*Do this:*
Count the lines of the records that contain the string "green", treating uppercase and lowercase as different, and reply with the number alone.

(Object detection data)
□ □ □ □

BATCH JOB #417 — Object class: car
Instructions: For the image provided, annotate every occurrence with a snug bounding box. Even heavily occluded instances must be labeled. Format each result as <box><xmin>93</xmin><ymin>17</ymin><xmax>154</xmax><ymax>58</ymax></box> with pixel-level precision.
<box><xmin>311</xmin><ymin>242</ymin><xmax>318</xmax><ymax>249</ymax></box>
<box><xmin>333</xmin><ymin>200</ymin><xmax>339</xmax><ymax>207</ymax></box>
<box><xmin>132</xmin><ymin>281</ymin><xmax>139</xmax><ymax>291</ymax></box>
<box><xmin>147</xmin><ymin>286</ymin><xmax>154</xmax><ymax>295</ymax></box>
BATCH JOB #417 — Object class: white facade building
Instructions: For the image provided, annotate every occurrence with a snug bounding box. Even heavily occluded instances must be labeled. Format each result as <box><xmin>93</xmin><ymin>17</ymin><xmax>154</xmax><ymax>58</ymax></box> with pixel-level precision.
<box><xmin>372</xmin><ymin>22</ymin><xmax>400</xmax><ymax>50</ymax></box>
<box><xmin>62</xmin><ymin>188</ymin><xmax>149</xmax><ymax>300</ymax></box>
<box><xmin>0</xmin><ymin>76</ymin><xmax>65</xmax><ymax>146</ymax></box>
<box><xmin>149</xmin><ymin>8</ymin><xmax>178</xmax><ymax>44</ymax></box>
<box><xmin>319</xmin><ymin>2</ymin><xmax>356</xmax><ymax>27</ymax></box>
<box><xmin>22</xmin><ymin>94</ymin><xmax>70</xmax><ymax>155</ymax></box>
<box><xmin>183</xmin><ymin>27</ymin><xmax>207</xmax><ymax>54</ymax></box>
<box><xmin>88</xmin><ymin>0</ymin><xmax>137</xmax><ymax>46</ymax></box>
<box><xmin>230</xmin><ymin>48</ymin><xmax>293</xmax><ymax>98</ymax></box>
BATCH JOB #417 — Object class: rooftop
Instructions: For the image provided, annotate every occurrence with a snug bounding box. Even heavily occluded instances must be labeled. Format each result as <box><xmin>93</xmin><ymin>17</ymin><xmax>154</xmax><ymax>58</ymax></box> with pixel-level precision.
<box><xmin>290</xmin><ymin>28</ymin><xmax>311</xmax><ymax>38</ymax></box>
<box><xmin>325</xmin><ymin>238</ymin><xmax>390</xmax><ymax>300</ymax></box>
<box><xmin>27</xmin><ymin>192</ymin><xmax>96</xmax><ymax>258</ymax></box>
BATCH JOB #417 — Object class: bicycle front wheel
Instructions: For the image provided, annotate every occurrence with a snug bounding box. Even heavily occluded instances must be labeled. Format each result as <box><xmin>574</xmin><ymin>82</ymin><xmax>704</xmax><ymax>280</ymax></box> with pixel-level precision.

□ □ □ □

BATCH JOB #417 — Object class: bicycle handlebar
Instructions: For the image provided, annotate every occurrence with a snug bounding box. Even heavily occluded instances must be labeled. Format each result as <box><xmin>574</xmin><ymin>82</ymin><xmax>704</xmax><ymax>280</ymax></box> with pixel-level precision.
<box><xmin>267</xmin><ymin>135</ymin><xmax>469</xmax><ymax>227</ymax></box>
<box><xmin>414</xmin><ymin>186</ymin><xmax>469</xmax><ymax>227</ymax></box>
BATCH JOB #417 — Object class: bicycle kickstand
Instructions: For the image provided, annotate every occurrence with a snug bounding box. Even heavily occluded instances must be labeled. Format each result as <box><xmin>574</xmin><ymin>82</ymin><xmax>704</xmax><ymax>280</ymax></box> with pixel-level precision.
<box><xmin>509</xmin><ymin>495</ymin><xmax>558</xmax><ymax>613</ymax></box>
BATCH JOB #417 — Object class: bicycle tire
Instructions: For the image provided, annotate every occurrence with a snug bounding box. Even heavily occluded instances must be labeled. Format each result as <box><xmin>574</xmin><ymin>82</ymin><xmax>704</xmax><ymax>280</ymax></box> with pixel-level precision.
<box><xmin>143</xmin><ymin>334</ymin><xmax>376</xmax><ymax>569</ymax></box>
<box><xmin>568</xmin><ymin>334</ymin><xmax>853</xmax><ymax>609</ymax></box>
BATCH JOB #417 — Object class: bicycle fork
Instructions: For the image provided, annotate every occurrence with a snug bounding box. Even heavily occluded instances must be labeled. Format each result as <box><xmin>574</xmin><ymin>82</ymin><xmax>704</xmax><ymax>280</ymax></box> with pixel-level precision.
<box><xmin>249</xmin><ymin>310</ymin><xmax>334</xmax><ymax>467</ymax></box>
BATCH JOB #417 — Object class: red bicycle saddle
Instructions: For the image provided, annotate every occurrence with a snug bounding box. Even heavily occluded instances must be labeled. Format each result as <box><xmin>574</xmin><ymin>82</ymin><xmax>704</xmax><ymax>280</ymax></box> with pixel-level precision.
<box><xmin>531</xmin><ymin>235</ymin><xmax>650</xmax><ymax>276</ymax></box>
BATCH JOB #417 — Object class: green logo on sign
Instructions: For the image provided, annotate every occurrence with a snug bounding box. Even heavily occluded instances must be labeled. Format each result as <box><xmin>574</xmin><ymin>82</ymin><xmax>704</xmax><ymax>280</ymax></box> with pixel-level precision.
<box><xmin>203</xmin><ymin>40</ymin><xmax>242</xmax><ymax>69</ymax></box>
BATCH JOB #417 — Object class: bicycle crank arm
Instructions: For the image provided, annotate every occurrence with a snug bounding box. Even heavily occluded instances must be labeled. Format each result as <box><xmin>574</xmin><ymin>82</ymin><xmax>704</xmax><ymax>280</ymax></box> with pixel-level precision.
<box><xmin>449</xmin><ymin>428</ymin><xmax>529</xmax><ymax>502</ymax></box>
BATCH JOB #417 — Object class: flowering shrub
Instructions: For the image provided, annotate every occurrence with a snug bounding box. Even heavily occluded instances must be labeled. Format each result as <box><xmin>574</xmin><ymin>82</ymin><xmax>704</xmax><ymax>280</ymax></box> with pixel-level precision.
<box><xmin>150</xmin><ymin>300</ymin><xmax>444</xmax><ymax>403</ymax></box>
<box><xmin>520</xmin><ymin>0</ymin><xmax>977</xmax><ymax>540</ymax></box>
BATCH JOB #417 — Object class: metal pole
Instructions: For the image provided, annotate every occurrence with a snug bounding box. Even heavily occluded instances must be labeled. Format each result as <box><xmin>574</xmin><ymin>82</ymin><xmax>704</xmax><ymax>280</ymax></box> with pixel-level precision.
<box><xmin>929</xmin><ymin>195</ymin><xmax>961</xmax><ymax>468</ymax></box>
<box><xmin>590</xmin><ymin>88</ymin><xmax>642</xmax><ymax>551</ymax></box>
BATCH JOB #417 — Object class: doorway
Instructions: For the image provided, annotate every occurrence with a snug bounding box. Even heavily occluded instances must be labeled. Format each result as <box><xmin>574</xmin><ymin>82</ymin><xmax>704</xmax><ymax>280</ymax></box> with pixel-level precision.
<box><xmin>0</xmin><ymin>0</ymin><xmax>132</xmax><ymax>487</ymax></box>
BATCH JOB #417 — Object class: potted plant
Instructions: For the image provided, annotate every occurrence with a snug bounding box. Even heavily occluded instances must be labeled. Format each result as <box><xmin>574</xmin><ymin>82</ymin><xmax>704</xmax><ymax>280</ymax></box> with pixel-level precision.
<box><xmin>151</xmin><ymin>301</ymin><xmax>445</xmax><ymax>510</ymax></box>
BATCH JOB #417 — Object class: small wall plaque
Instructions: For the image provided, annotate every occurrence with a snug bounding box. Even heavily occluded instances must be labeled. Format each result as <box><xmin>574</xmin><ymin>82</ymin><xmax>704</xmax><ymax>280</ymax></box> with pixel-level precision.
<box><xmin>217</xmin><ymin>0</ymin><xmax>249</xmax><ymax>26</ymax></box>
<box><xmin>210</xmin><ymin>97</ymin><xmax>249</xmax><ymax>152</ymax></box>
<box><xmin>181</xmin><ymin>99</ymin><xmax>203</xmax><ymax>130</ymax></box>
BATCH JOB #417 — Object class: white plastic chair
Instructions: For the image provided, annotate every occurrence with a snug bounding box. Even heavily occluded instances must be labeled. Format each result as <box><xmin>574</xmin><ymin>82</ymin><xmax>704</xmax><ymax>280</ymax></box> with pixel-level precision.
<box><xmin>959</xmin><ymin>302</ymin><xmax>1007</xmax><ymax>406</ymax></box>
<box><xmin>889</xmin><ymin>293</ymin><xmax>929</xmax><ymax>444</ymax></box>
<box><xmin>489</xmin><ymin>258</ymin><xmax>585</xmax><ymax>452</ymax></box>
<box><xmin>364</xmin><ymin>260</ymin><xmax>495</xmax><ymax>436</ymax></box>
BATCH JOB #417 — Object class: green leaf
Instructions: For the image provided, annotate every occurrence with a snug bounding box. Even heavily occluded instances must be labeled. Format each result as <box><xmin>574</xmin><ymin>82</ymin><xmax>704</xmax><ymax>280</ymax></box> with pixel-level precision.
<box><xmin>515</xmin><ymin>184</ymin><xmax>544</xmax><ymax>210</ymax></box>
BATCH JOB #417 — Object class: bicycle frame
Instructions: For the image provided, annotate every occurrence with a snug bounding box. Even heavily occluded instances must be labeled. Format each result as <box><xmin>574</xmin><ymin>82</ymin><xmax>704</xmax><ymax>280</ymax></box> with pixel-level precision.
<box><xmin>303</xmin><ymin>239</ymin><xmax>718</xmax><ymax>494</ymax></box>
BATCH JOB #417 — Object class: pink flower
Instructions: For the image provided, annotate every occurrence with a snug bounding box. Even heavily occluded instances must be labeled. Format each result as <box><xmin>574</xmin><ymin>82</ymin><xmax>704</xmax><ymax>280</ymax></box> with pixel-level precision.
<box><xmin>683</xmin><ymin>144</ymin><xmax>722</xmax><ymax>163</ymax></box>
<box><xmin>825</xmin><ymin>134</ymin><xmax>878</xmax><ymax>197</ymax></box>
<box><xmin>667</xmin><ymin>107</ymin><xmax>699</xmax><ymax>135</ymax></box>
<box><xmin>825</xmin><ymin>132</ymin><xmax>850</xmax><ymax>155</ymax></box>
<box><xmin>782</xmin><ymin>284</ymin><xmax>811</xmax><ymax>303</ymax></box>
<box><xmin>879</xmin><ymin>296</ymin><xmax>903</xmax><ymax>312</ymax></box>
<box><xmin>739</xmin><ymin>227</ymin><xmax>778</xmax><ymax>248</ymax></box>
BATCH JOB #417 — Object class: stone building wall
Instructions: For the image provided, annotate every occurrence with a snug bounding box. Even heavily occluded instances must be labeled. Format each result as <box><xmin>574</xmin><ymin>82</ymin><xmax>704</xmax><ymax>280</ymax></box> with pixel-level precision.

□ □ □ □

*Correct response:*
2